Alıştırma görevi 1 |
Akmerkez'in 30. yılı ve Paper Moon üzerine yazıya göre şu soruları yanıtlayın:
(a) Davetiyeler kimin imzasıyla gönderildi?
(b) Paper Moon şimdi yazları aynı hikayeyi hangi yerde ileri taşıyor?
(c) Önceki geceden bugüne kalan iki konu nedir?
Alıştırma görevi 2 |
Akmerkez'in 30. yılı ve Paper Moon üzerine yazıyı son cümlesinden sonra sürdürün.

===== Belge bölümü

Önceki akşam tam bir “Öyle bir Geçer Zaman Ki” dizisindeydim.
Türkiye’nin “AVM Devrimini” açan ilk iki alışveriş merkezinden biri olan Akmerkez 30’uncu yılını kutladı.
O nedenle Akmerkez’le özdeşleşen ve Türkiye restoran tarihinin belki de en büyük başarı hikayelerinden biri olan Paper Moon’da bir davet verildi.
Davetiyeler pek ortalarda görünmeyen, görünmek istemeyen Raif A. Dinçkök imzasıyla gönderildi.
Bana göre çok ilginç bir geceydi.
Bu 30 yılı yaşamış bir sosyolog için, Türkiye sosyolojisi hakkında çok ilginç gözlemlerle doluydu.
Paper Moon, bir İtalyan restoranı.
Ama dünyadaki en büyük başarı hikayesini herhalde burada Akmerkez’de yazdı.
Şimdi yazları Bodrum’da aynı hikayeyi daha da ileri taşıyor.
Benim için Paper Moon iki şey ifade ediyor.
Yıllar boyunca değişmeyen, düşmeyen bir İtalyan mutfağı kalitesi…
Ve insana çok güzel bir “being there,” yani “orada olmak” duygusu veren mekân.
30 yıl boyunca Türk iş ve celebrity dünyasının kısa tarihi yazıldı orada.
Bu döneme en az üç nesil sığdı.
Bir de son zamanlarda “Yeni Türkiye parasının temsil ettiği” farklı bir profil.
Anlayacağınız artık belgeseli hak eden bir mekân.
Önceki geceden bugüne kalan iki konu şuydu:
Şırnak şarabı…
Ve Paper Moon duvarındaki film sanatçısı fotoğrafları.

==========
===== Verilen veriler

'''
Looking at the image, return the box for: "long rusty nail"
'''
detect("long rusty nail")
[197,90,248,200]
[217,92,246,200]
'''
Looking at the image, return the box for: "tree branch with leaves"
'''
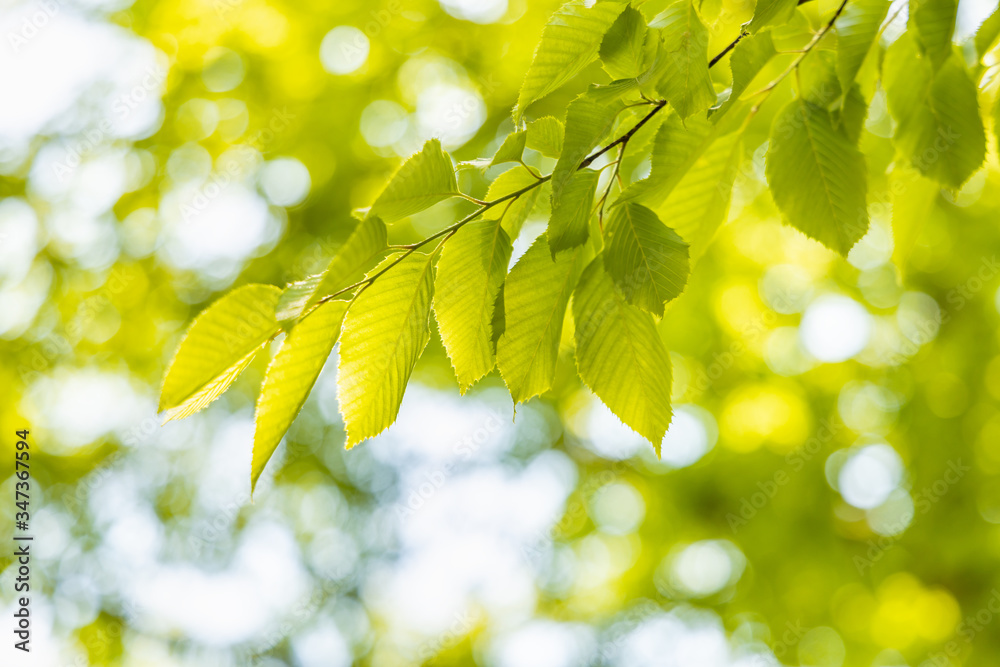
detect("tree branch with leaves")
[160,0,1000,494]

==========

Alıştırma sonucu 1 |
(a) Davetiyeler Raif A. Dinçkök imzasıyla gönderildi.
(b) Paper Moon şimdi yazları aynı hikayeyi Bodrum'da ileri taşıyor.
(c) Önceki geceden bugüne kalan iki konu Şırnak şarabı ve Paper Moon duvarındaki film sanatçısı fotoğraflarıdır.

Alıştırma sonucu 2 |
Yazının sonunda size bir “Eski Türkiye zengini testi” uygulayacağım…
Ama önce geceden ilginç sahneler.
Ancak önceki akşamki davette o “Yeni Türkiye cüzdanları”nı pek göremedim.
Sanki tamamen “Eski Türkiye” oradaydı.
Kendimi bir dönem filminde gibi hissettim.
Yitip giden zamanın kostümlü provasını yapıyorduk sanki.
Bir an aklıma eski adıyla “Jöleli” Yiğit Bulut’la ilgili anlatılan bir şey geldi.
Bir gün belinde silah, yanında koruma ordusu ile Paper Moon’a gelmiş. “Böyle giremezsiniz” dediklerinde de mekânın ortasında bağırmaya başlamış:
“Artık Yeni Türkiye var, siz hâlâ anlamadınız. Yakında anlayacaksınız…”
Gerçek midir yoksa şehir efsanesi mi hâlâ bilmiyorum.
Girişteki bar yine aynı bardı.
Hep o aynı bar.
İnsana “Merak etme hala hayattayız ve buradayız” duygusu veren bir rahatlık bu.
Randevu verdiğiniz kadın veya erkek henüz gelmediyse ilk Sauvignon Blanc’ınızı veya viskinizi ısmarlayıp mekana yeni girmenin verdiği yabancılığı üzerinizden attığınız bekleme odası.
Hep tanıdık yüzler…
Ve bu değişmeyenler içinde bana çok güzel ve sevindirici bir sürpriz.
Hani geçen hafta sormuştum.
Şırnak’ta da şarap mı yapılır diye…
Ve yapılır demiştim.
Yapılırmış ve Türkiye’nin en pahalı İtalyan restoranının menüsüne bile girermiş.
Evet Paper Moon şarap menüsünde resmen Şırnak şarabı var.
Paper Moon ve Şırnak Şarabı…
Oksimoron gibi…
Ama böyle mekânlarda ilk dost olduğum insanlardan biri olan sommelier Gökhan Çalışkan bana iftiharla gösteriyor.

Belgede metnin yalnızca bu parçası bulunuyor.